:: Provided text

To strengthen her argument Bazelon mentions an incident involving a  “transgender high-school student that identifies as a female who was undergoing hormone therapy and asked to change in the girls’ locker room.” located in the suburban Illinois. The school district refused the teen her rights stating that, “Privacy concerns required sending her to a separate room down the hall.” This resulted in a civil rights complaint from the teen’s family soon ending with an intervention from the United State Department of Education asking the district to “give her the right to shower and change in the same locker room with her female peers.” Bazelon suggested a privacy curtain could be added in order to serve as a compromise for both the transgender teen and those of which have concerns about privacy rights.

::::
:: Records shown

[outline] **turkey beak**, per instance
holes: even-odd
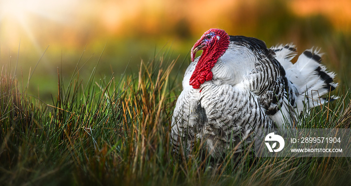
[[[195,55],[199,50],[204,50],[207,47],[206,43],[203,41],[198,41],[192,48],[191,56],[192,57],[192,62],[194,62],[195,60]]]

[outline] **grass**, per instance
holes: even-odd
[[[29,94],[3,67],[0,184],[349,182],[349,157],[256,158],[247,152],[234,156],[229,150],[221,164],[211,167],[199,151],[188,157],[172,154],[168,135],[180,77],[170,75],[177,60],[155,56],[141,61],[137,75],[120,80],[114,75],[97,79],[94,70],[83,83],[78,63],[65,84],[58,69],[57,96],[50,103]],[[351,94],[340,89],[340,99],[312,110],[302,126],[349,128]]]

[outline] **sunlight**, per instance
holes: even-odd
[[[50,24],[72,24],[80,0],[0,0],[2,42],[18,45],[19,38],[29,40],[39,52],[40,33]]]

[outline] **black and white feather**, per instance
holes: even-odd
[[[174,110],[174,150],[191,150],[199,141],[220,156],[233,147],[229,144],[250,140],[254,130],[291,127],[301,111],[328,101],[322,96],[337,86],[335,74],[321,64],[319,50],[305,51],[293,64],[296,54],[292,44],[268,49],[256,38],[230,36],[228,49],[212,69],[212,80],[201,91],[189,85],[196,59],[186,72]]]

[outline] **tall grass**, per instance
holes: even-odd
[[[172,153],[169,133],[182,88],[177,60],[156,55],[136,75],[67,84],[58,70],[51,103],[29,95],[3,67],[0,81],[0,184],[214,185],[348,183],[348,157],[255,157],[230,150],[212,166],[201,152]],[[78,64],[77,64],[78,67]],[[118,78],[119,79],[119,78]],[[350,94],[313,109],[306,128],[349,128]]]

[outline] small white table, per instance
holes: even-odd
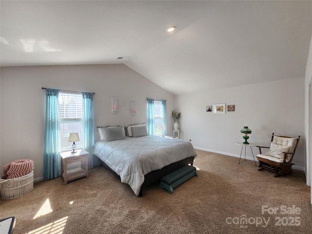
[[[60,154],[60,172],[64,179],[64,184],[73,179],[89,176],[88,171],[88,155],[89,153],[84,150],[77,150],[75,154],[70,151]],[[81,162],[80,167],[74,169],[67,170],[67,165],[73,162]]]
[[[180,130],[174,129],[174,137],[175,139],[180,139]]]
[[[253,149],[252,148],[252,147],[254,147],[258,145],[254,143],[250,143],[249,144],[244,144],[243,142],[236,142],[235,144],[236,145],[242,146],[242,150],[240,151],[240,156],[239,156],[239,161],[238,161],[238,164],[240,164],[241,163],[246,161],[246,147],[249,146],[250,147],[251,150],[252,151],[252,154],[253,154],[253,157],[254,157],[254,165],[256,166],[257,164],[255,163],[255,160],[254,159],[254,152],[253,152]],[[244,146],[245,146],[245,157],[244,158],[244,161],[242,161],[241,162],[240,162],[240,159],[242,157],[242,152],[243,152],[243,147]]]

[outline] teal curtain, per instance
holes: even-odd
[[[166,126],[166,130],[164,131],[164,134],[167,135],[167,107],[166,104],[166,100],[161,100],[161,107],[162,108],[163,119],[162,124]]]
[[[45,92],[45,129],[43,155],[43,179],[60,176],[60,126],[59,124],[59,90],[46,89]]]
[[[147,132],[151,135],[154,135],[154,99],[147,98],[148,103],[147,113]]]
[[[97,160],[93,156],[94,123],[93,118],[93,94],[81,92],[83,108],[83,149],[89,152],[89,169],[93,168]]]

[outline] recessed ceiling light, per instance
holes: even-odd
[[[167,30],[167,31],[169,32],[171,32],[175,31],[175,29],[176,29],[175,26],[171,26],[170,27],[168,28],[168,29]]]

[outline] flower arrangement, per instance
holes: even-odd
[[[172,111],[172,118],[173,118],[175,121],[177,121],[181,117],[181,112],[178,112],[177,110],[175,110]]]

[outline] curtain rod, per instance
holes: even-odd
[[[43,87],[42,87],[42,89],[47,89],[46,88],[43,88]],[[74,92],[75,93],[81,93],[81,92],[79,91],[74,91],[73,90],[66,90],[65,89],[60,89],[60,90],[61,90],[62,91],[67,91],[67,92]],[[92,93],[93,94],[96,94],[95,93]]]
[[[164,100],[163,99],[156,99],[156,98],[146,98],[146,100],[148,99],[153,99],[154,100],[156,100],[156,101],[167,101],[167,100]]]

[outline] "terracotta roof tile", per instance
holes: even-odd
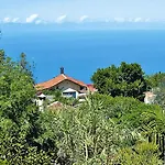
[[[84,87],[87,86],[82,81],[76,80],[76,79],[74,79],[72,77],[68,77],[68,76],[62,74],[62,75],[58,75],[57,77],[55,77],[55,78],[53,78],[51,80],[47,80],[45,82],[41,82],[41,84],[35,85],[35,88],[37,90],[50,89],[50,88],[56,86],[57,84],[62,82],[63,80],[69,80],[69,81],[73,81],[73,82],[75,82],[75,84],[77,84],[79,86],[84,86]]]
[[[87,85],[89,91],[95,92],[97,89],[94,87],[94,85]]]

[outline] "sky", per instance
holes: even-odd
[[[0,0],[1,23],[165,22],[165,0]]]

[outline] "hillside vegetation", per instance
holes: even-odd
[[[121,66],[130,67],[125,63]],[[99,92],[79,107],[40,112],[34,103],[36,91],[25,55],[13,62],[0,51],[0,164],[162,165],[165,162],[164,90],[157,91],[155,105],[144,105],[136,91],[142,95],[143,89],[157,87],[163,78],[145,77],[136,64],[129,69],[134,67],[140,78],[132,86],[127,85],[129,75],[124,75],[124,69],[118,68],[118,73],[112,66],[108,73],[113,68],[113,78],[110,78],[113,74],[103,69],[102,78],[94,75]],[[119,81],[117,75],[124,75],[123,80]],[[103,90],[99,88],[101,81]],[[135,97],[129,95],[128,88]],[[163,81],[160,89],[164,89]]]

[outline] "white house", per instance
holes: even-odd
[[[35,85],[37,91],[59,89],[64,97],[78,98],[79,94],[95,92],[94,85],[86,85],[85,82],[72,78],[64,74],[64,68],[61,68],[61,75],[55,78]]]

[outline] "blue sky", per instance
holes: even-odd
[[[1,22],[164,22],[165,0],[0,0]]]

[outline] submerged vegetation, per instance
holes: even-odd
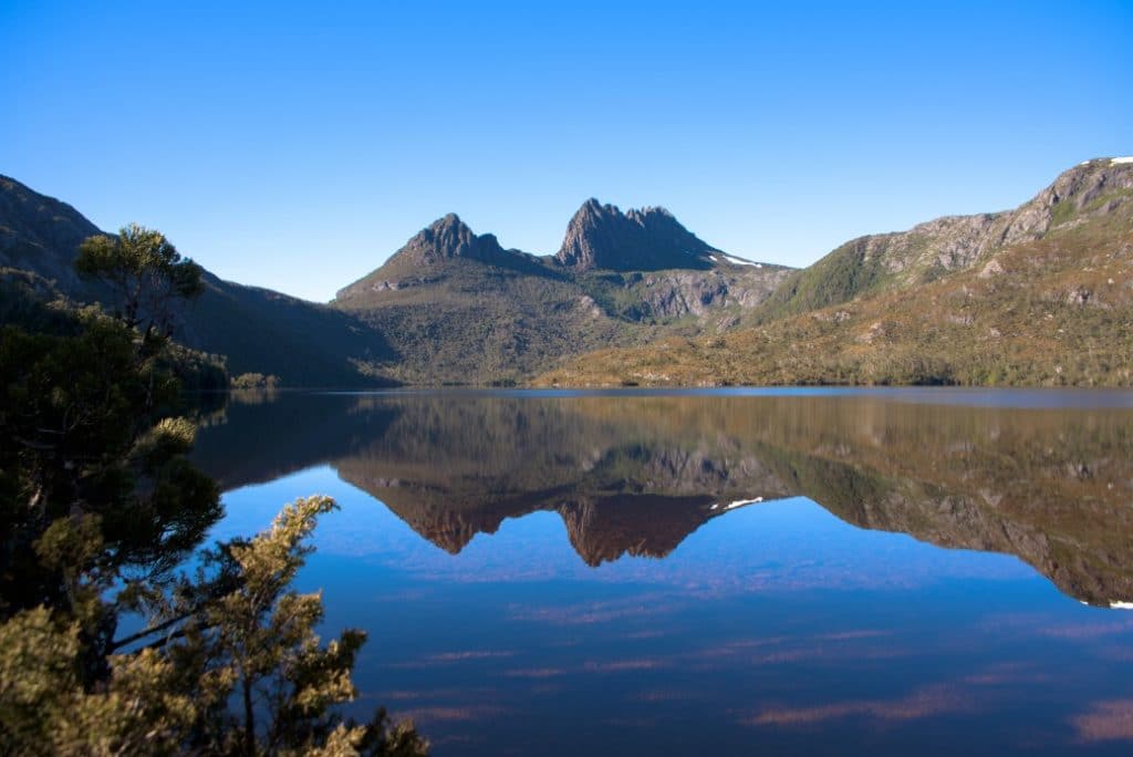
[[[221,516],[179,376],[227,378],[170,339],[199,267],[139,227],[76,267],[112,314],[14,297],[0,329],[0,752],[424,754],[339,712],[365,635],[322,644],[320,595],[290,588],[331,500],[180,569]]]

::::
:: Records shown

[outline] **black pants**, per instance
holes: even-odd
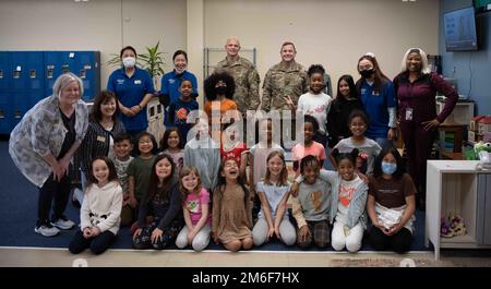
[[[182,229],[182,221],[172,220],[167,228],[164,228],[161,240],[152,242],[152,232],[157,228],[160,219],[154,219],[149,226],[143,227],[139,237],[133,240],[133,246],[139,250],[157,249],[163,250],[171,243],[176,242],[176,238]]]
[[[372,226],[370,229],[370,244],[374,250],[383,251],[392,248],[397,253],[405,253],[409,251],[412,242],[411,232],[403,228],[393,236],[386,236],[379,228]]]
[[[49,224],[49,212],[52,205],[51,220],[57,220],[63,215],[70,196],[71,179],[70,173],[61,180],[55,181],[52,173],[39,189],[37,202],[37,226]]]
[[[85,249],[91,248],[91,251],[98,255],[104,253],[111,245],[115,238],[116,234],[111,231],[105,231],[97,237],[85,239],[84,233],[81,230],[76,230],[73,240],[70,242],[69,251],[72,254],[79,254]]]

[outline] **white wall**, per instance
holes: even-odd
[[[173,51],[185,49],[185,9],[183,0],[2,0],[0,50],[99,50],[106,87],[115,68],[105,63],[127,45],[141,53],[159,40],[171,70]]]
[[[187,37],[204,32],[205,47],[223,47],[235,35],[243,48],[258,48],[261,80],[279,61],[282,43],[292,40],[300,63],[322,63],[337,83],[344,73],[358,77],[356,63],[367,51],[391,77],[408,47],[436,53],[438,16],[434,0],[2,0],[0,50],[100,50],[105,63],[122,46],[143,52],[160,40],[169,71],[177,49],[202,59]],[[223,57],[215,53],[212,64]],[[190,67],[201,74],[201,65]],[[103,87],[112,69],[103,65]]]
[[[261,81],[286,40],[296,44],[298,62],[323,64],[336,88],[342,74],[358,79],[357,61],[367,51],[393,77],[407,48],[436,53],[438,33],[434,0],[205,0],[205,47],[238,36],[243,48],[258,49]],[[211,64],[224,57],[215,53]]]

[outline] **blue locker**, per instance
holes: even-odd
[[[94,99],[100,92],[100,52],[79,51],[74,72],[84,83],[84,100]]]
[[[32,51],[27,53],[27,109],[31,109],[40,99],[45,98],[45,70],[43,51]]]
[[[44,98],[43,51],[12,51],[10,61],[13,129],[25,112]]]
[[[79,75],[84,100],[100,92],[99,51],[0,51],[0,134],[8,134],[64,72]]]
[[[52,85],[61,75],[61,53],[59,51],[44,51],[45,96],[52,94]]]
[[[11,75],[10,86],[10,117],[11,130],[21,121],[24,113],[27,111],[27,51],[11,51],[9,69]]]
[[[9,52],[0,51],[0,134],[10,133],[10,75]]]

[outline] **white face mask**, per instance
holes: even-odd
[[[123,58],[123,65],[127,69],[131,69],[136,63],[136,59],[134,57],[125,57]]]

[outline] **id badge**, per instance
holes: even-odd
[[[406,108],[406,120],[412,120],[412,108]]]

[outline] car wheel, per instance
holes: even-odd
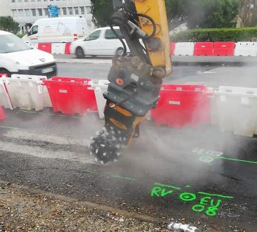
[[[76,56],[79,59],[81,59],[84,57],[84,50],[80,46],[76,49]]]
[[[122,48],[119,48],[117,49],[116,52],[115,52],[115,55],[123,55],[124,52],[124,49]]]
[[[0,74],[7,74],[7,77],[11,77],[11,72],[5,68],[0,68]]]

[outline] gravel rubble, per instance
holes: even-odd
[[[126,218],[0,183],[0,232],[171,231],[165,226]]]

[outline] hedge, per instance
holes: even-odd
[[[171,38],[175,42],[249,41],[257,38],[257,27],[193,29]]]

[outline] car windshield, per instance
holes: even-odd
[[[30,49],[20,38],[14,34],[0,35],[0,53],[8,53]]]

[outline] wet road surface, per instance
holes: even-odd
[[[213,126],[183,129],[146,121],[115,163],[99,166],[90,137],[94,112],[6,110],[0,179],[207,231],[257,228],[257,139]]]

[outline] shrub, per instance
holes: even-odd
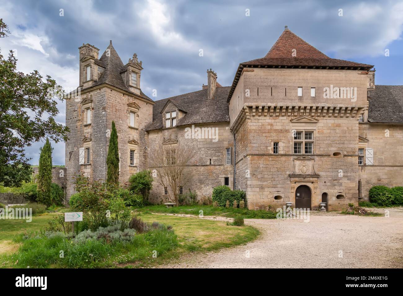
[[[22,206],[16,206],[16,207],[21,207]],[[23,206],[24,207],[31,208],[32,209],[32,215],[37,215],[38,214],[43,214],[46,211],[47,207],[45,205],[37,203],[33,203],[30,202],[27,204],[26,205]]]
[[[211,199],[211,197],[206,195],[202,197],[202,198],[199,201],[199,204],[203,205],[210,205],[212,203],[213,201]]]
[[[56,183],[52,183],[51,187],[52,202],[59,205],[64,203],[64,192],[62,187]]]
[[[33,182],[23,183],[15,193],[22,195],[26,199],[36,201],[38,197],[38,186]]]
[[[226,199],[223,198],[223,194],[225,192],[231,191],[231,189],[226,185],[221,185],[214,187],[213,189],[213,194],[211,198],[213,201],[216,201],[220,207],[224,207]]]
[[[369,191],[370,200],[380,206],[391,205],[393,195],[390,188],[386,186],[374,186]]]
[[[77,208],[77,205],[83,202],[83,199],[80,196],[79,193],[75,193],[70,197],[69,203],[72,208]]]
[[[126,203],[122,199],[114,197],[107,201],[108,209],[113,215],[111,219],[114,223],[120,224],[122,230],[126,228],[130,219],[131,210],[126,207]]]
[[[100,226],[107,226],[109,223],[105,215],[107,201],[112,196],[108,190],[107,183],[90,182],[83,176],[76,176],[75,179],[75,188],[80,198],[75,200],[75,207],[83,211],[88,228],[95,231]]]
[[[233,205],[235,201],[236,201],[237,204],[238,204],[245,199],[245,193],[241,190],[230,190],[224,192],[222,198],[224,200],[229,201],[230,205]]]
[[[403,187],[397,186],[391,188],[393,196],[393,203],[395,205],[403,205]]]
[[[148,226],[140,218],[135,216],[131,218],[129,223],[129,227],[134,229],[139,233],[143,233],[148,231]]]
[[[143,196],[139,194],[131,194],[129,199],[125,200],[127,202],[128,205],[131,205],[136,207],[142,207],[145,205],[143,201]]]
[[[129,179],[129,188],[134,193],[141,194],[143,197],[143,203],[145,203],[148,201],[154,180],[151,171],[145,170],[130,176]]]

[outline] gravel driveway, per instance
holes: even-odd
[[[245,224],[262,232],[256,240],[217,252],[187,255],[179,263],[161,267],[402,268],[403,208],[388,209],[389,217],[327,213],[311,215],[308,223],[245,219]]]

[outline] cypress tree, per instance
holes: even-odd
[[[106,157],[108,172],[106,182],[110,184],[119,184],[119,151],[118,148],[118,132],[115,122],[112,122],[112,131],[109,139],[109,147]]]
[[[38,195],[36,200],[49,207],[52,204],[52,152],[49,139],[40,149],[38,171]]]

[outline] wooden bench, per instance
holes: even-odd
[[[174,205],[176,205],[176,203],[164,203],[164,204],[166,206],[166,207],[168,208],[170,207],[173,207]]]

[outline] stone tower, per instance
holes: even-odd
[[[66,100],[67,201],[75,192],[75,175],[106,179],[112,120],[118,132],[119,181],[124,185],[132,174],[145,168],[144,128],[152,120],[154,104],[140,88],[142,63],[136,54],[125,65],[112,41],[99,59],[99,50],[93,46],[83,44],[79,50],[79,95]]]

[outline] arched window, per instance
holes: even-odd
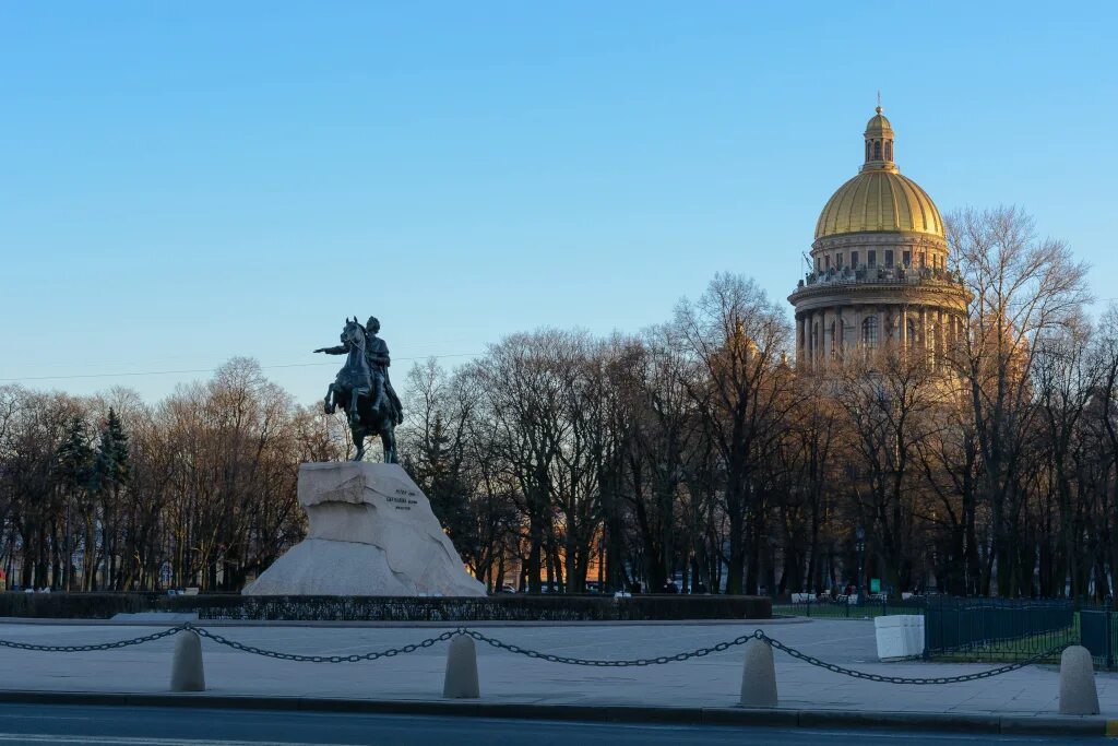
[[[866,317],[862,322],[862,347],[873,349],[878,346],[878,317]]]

::::
:: Records shown

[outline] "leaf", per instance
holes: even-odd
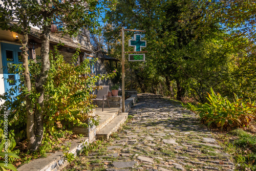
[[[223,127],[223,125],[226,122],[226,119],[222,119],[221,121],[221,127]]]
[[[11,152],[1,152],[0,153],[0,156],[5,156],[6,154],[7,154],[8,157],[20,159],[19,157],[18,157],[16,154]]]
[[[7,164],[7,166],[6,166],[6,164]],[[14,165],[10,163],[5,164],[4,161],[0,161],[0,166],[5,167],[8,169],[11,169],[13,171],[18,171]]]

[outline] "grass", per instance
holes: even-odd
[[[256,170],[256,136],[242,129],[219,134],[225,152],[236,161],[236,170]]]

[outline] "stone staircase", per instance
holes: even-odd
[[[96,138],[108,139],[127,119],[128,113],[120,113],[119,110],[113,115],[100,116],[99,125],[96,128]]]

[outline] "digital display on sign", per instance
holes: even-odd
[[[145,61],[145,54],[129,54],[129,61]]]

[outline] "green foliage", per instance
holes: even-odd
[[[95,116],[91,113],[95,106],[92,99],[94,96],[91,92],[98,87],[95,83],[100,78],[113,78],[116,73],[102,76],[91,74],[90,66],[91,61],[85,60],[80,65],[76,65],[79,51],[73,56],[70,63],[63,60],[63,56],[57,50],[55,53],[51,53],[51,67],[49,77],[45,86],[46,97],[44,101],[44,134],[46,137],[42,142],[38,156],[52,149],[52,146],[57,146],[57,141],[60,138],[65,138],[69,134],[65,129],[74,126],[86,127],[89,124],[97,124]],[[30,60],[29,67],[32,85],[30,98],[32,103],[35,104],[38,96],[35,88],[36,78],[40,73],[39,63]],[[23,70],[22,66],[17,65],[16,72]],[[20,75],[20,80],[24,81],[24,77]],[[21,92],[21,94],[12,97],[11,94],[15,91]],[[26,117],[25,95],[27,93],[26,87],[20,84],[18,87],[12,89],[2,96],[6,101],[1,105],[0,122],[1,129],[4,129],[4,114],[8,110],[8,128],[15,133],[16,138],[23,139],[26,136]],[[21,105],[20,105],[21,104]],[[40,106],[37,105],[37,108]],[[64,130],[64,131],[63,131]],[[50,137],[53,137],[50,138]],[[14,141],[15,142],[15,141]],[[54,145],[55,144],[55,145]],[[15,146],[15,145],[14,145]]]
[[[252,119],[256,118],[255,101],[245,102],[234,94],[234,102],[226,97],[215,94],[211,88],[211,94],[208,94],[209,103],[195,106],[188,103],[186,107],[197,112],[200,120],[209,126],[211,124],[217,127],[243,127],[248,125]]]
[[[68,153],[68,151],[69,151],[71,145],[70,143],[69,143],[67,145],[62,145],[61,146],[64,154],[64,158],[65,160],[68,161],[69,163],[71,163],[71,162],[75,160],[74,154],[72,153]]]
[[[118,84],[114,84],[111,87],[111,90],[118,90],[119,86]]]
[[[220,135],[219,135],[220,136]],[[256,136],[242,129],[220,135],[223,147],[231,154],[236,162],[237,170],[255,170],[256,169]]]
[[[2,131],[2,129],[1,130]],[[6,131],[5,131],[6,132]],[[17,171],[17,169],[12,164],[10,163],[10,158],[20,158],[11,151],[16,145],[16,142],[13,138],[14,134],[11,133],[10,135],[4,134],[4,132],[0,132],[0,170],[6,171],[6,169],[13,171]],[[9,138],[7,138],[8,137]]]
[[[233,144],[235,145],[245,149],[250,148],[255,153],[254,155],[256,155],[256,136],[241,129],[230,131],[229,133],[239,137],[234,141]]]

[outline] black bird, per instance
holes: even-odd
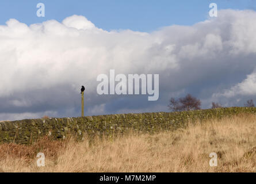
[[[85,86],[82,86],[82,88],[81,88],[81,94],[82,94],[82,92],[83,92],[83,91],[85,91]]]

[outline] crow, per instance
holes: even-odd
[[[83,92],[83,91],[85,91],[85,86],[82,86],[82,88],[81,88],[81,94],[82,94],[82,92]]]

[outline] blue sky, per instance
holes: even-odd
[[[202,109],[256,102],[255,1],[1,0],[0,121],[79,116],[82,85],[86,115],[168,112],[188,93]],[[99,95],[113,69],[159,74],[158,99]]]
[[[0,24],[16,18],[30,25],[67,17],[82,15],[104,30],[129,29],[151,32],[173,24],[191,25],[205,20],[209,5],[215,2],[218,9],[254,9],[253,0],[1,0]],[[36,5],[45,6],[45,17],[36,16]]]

::::

Required actions:
[a] In the passage on the Illinois locker-room case, what compromise did Bazelon suggest?
[b] Carry on the passage about Bazelon's locker-room argument, picking up after its final sentence.

Exercise responses:
[a] She suggested adding a privacy curtain as a compromise for both the transgender teen and those concerned about privacy rights.

[b]
To recap, Emily Bazelon published this article in hopes that it would bring awareness to the general public about the urgent need of reform in the architecture of public restrooms in America due to our accelerated evolving nation. Americans have to stop being so afraid of change/the unknown and welcome the evolution. The United States of America was created with the intent to promote freedom and equality for all; while our founding fathers had a good intent, they could not have possibly predicted what life would be like in 2016. With that being said, in spirit of Bazelon’s words it’s time we begin to make these necessary changes to accommodate all Americans and not just the masses.

Architectural Exclusion


    Within the Article “Architectural Exclusion: Discrimination and Segregation Through Physical Design of the Built EnvironmentSarah Schindler brings to light a method of exclusion that most people are ignorant to. Schindler explains as a society we have some what addressed and overcome forms of exclusion such as racial ordinances, segregation by businesses, and verbal threats, yet there still lies a form that most aren’t consciously aware of. This form is called Architectural Exclusion which is the exclusion of specific personnel due to the design of the architecture which can have various affects on an environment such as a regulation of behavior and subconscious racially motivated decision making.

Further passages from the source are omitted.